- Aim of the exercise:
Rewrite the rows from the line containing "of the headlight." up to and including the line containing "525, 344, 568, 377", keeping the requests, and multiply every bounding-box coordinate in the answers by 2.4, rounding to whole numbers with halves rounded up.
>> begin Supplied records
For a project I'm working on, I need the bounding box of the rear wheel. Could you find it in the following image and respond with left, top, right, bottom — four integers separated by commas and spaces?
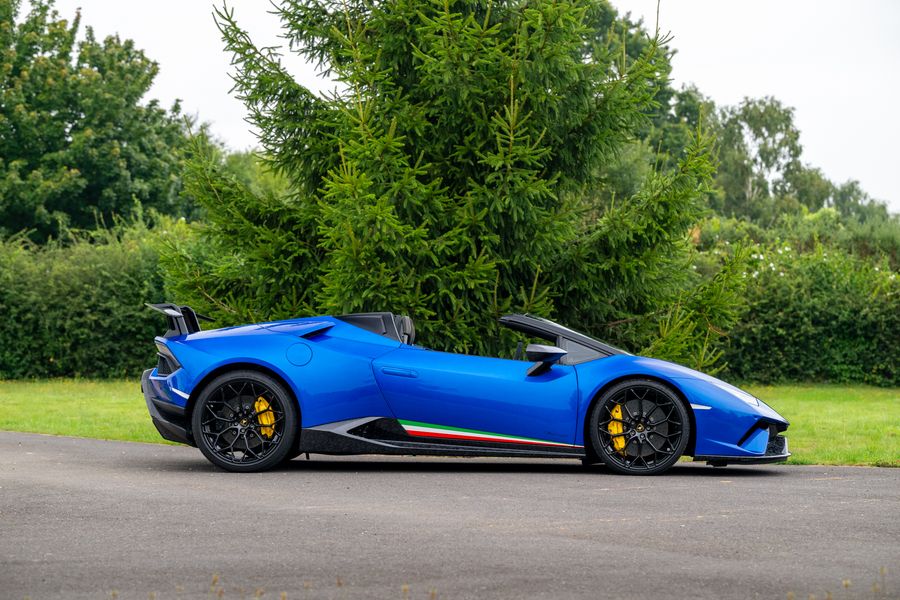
191, 371, 297, 472
589, 379, 691, 475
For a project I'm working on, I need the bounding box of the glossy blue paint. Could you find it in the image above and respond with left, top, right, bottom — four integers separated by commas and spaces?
150, 316, 786, 457
374, 345, 578, 444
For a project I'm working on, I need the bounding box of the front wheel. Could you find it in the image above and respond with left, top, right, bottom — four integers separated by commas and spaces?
191, 371, 298, 473
589, 379, 691, 475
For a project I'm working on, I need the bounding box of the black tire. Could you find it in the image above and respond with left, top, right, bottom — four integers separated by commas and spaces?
191, 370, 299, 473
588, 379, 691, 475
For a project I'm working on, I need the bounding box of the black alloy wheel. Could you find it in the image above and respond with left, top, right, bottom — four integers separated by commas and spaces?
191, 371, 298, 473
589, 379, 691, 475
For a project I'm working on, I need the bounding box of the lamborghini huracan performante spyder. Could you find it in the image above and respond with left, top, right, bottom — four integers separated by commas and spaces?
141, 304, 790, 474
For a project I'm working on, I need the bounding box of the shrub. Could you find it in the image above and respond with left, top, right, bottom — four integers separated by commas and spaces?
726, 244, 900, 386
0, 226, 163, 379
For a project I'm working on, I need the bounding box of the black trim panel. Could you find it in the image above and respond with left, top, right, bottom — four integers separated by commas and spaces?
141, 369, 194, 446
694, 435, 791, 467
299, 417, 585, 458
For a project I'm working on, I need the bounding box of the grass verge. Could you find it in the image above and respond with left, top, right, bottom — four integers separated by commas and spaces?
0, 379, 168, 443
0, 379, 900, 467
746, 385, 900, 467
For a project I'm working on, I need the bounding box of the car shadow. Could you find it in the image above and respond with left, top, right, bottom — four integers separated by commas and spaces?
135, 452, 788, 479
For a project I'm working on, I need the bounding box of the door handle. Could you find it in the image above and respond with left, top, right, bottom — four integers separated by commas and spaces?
381, 367, 419, 378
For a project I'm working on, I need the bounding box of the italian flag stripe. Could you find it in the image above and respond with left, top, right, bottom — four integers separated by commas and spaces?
400, 419, 582, 448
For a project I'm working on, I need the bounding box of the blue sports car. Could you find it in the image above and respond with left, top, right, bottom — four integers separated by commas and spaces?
141, 304, 790, 475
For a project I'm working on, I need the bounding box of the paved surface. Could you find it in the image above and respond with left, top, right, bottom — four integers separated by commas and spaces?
0, 432, 900, 600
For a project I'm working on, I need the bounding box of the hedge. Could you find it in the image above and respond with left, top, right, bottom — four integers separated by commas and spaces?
725, 244, 900, 386
0, 227, 164, 379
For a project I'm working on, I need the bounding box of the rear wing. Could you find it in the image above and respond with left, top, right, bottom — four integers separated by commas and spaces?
147, 302, 213, 338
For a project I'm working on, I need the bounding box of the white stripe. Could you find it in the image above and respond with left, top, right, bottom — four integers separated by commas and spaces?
403, 425, 579, 448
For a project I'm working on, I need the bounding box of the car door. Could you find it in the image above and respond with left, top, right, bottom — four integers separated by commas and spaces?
373, 345, 578, 446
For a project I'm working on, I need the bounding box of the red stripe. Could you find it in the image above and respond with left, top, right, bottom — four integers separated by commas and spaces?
407, 431, 553, 446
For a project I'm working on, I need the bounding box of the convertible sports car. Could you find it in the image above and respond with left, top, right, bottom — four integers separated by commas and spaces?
141, 304, 790, 474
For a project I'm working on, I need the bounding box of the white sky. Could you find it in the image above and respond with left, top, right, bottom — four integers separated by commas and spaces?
51, 0, 900, 212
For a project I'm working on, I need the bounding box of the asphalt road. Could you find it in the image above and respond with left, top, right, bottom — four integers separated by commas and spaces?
0, 432, 900, 600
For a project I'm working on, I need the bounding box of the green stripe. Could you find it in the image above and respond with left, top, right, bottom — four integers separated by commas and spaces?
398, 419, 557, 444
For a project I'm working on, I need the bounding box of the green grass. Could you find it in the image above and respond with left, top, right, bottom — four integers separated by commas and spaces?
0, 379, 900, 467
745, 385, 900, 467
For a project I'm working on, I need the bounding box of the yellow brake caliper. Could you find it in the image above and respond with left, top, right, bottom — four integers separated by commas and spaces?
253, 396, 275, 438
606, 404, 625, 454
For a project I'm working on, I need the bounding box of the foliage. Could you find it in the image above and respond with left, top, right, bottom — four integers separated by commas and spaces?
726, 244, 900, 386
164, 0, 735, 370
699, 208, 900, 271
0, 225, 163, 379
0, 379, 900, 467
0, 0, 185, 241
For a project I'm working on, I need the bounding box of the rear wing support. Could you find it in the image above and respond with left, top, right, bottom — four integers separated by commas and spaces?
147, 302, 214, 338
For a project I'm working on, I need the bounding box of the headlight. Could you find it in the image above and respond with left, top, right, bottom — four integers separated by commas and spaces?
711, 379, 759, 406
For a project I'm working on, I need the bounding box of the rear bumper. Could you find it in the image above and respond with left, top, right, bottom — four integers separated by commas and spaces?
141, 369, 194, 446
694, 435, 791, 467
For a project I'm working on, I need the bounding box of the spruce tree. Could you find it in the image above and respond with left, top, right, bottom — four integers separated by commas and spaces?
166, 0, 734, 368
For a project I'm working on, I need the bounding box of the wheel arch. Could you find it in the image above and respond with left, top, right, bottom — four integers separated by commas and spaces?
184, 362, 303, 441
582, 373, 697, 456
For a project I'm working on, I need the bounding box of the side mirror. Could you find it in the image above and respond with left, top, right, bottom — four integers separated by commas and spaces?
525, 344, 568, 377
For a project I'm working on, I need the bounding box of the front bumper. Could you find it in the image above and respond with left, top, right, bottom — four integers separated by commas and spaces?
141, 369, 194, 446
694, 432, 791, 467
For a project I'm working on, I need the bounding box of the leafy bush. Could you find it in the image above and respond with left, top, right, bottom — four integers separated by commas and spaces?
163, 1, 741, 367
726, 244, 900, 385
0, 226, 163, 379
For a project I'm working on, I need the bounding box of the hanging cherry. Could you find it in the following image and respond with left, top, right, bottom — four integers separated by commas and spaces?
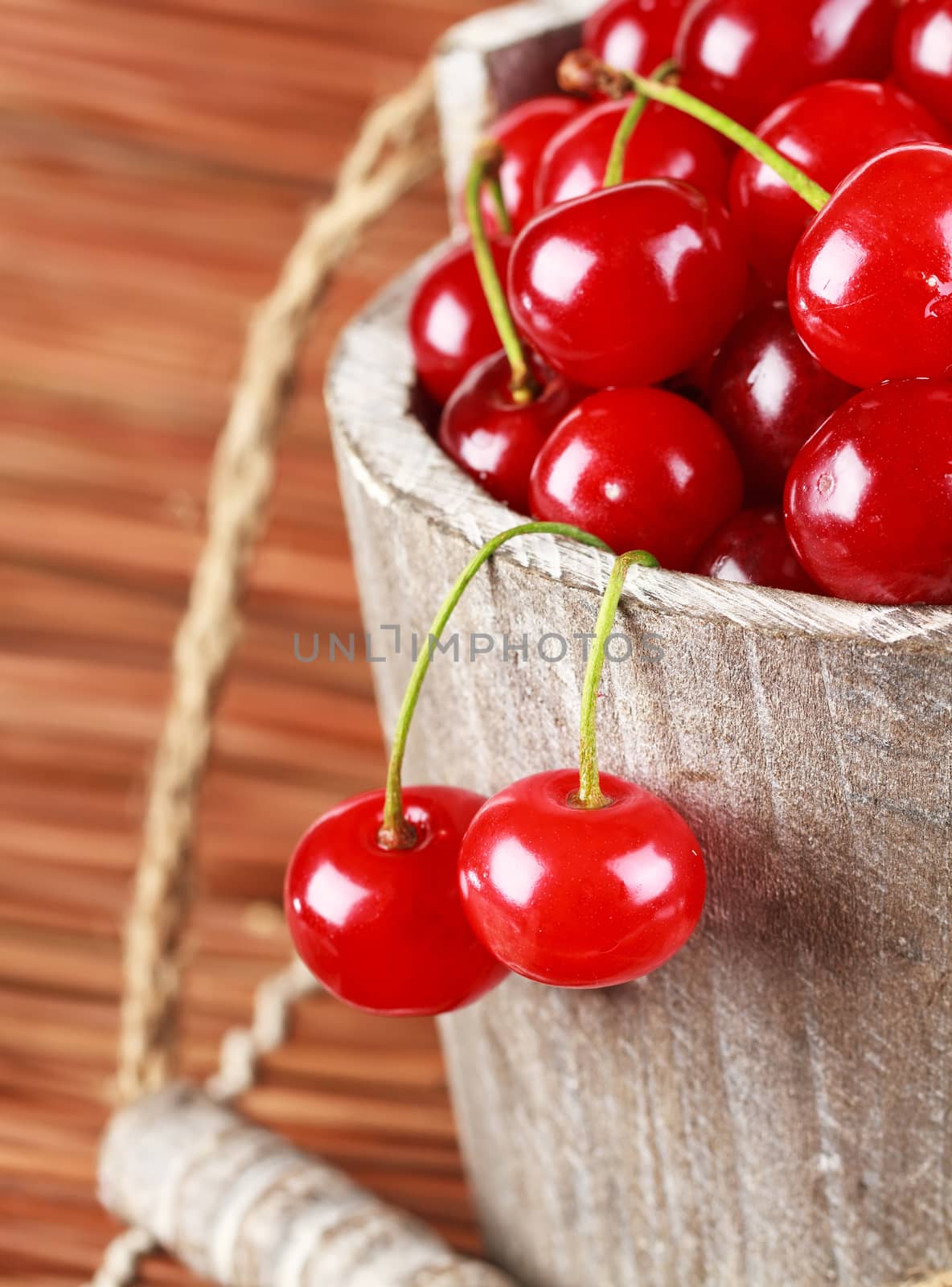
482, 94, 579, 233
785, 380, 952, 603
408, 238, 512, 407
892, 0, 952, 126
706, 302, 856, 500
285, 523, 605, 1015
693, 508, 819, 594
787, 143, 952, 389
437, 143, 583, 513
581, 0, 687, 75
674, 0, 898, 127
536, 93, 728, 210
529, 389, 742, 571
731, 80, 950, 294
459, 551, 706, 987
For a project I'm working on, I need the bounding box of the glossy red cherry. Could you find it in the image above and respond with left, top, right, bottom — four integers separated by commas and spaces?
708, 304, 856, 500
892, 0, 952, 126
693, 508, 819, 594
581, 0, 687, 76
285, 787, 506, 1015
437, 352, 583, 513
529, 389, 741, 571
787, 143, 952, 389
482, 94, 588, 233
409, 238, 512, 405
459, 768, 706, 987
731, 81, 950, 290
536, 99, 728, 210
510, 179, 746, 389
674, 0, 898, 130
785, 380, 952, 603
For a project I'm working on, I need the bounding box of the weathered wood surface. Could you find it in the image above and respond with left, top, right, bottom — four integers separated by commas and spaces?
328, 253, 952, 1287
99, 1083, 513, 1287
436, 0, 597, 225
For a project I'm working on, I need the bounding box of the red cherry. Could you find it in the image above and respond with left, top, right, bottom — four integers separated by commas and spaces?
459, 768, 706, 987
409, 238, 512, 405
693, 508, 819, 594
731, 81, 950, 288
785, 380, 952, 603
581, 0, 687, 76
482, 94, 588, 233
439, 352, 583, 513
529, 389, 741, 571
892, 0, 952, 126
536, 99, 727, 210
510, 179, 746, 389
708, 302, 856, 498
787, 143, 952, 389
674, 0, 898, 131
285, 787, 506, 1015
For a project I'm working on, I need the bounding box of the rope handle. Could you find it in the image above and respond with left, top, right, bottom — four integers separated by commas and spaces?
117, 66, 437, 1100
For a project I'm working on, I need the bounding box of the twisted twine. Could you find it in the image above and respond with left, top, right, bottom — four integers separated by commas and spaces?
88, 45, 952, 1287
118, 67, 437, 1100
90, 66, 439, 1287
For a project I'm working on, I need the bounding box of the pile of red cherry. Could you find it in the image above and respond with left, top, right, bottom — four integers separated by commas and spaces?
410, 0, 952, 603
285, 0, 952, 1014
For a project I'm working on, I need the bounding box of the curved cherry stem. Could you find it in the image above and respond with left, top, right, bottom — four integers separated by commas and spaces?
377, 523, 611, 849
558, 49, 830, 210
602, 58, 678, 188
466, 139, 539, 403
575, 549, 661, 808
486, 170, 512, 236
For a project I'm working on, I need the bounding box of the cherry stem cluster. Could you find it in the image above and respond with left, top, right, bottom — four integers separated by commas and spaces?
574, 549, 661, 808
377, 523, 612, 849
558, 49, 830, 210
466, 139, 539, 403
602, 60, 678, 188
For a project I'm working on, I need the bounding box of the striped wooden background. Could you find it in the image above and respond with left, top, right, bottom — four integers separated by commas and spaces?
0, 0, 491, 1287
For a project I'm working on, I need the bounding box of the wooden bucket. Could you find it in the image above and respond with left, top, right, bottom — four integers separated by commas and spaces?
328, 4, 952, 1287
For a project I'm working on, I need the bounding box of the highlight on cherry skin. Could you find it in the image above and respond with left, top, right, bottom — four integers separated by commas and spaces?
529, 389, 742, 571
459, 768, 706, 987
285, 787, 507, 1015
674, 0, 898, 129
787, 143, 952, 389
508, 179, 748, 389
785, 380, 952, 603
731, 80, 952, 294
892, 0, 952, 126
581, 0, 688, 76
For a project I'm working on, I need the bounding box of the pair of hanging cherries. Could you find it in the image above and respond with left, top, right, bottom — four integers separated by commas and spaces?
285, 523, 706, 1015
412, 16, 952, 602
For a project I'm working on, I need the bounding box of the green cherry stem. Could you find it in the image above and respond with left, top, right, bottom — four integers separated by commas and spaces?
486, 170, 512, 236
377, 523, 611, 849
558, 49, 830, 210
575, 549, 661, 808
466, 139, 539, 403
602, 58, 678, 188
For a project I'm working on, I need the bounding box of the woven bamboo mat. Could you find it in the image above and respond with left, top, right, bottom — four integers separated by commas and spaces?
0, 0, 491, 1287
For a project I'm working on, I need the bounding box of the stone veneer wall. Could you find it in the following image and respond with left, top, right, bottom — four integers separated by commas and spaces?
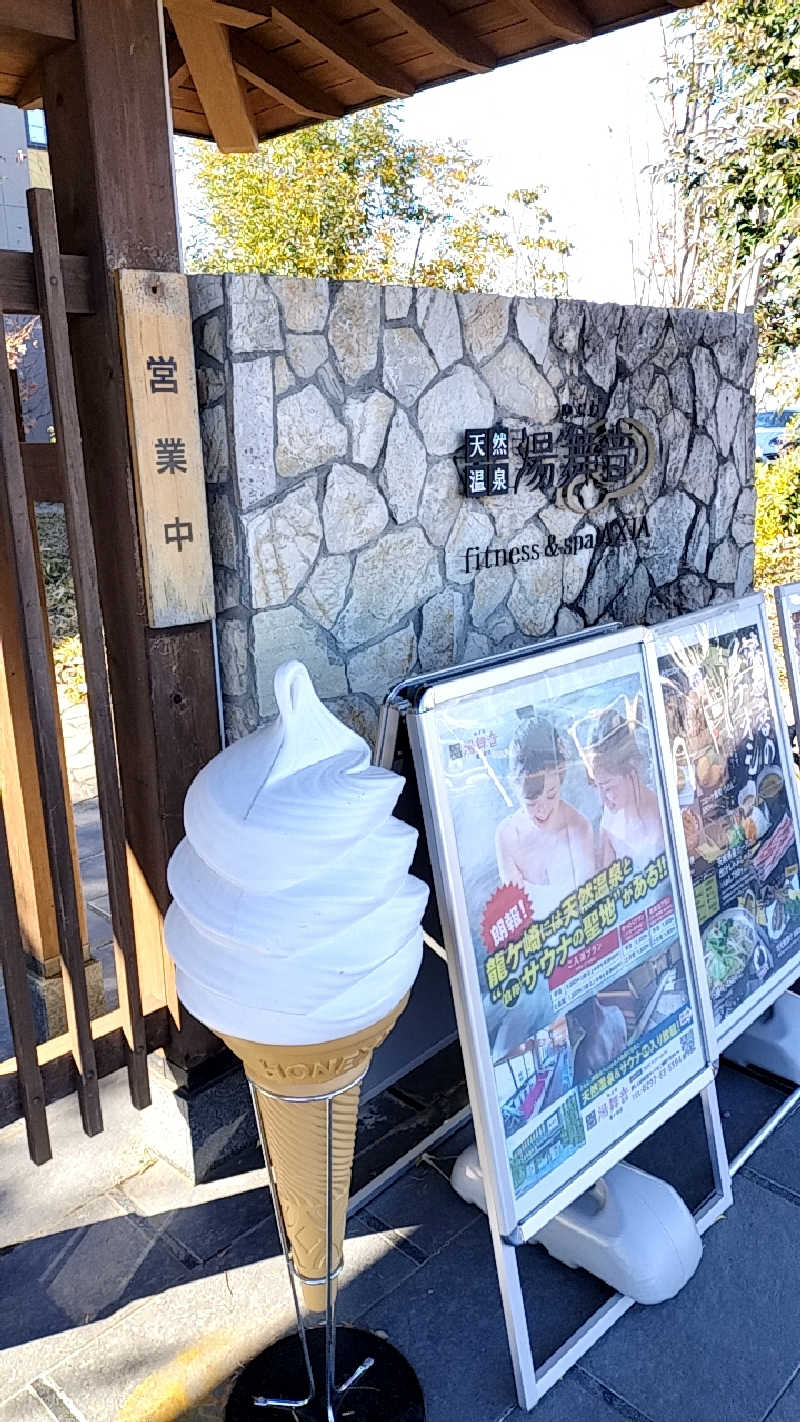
190, 274, 756, 738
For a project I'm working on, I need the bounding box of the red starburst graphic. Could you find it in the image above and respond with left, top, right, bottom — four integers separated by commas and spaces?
480, 884, 533, 953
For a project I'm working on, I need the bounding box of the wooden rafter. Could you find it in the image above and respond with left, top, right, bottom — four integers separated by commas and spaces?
273, 0, 413, 98
230, 34, 344, 118
169, 0, 259, 154
14, 64, 41, 108
378, 0, 497, 74
512, 0, 594, 41
166, 31, 189, 98
166, 0, 273, 30
0, 0, 75, 40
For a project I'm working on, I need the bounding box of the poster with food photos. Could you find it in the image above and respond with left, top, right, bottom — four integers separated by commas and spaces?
656, 596, 800, 1047
420, 640, 706, 1219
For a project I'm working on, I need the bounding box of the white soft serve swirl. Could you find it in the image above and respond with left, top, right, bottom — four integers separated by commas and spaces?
165, 661, 428, 1045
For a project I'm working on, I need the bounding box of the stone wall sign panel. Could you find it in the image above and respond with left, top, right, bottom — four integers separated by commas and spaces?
190, 273, 756, 737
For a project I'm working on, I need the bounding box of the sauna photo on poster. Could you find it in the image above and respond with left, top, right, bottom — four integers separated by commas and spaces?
439, 647, 702, 1200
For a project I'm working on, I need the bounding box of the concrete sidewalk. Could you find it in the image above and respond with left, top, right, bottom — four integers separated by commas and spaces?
0, 1068, 800, 1422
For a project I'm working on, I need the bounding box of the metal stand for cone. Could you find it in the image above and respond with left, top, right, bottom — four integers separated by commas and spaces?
225, 1072, 425, 1422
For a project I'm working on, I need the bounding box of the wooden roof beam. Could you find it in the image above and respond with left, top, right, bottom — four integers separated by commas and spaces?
14, 64, 41, 108
168, 0, 259, 154
512, 0, 594, 41
0, 0, 75, 40
377, 0, 497, 74
230, 34, 344, 118
166, 31, 189, 100
166, 0, 273, 30
273, 0, 413, 98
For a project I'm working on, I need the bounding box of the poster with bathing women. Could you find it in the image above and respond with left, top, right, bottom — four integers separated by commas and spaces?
420, 637, 708, 1220
655, 594, 800, 1048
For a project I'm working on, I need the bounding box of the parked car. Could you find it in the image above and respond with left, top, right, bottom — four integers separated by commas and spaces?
756, 410, 800, 459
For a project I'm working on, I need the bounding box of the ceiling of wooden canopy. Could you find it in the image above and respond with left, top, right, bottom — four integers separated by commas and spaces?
0, 0, 696, 152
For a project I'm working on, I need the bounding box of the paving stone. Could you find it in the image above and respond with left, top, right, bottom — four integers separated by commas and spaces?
115, 1160, 273, 1263
80, 852, 108, 902
585, 1176, 800, 1422
364, 1212, 607, 1422
72, 799, 102, 859
503, 1367, 642, 1422
41, 1216, 418, 1422
0, 1071, 159, 1250
764, 1369, 800, 1422
42, 1231, 293, 1422
0, 1214, 190, 1415
0, 1388, 53, 1422
369, 1148, 475, 1258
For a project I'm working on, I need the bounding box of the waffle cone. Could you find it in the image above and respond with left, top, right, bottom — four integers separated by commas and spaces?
225, 994, 408, 1313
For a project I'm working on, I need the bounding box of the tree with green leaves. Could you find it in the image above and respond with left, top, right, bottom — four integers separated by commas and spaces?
647, 0, 800, 360
180, 104, 568, 294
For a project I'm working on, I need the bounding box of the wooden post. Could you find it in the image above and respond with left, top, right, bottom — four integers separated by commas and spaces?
43, 0, 220, 1069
>> end Supplied records
- Reply:
For a project I'm working on, I need the bounding box of the headlight. Could you find it in the image above and respond with left, top, right, bottom — four integers separated by commas and spaces?
1706, 910, 1822, 974
For a project I'm working on, I need the bounding box of the rear bumper. Could you find it in the image above and respond with left, top, right, bottom — four integers separated by commas and spaces?
338, 886, 466, 1070
1666, 1044, 1898, 1121
For a project I'm working on, I need the bounding box of the spruce tree. Could you find it in the image above and respond with left, top, right, bottom — four integers separated by commas and spaces?
398, 0, 1762, 883
For a project I'm working on, I need the bounding box of the wheel arch. Could you find it in the image above and respond with left, top, right, bottom — four integers separated by commas and spaces?
442, 869, 727, 1058
1397, 895, 1673, 1094
For a project I'm working on, I need the bounding box of the side mirror. Could you find it in the image above and respond with left, top, right, bottom — four integers separated by commas and spaces?
1260, 826, 1363, 905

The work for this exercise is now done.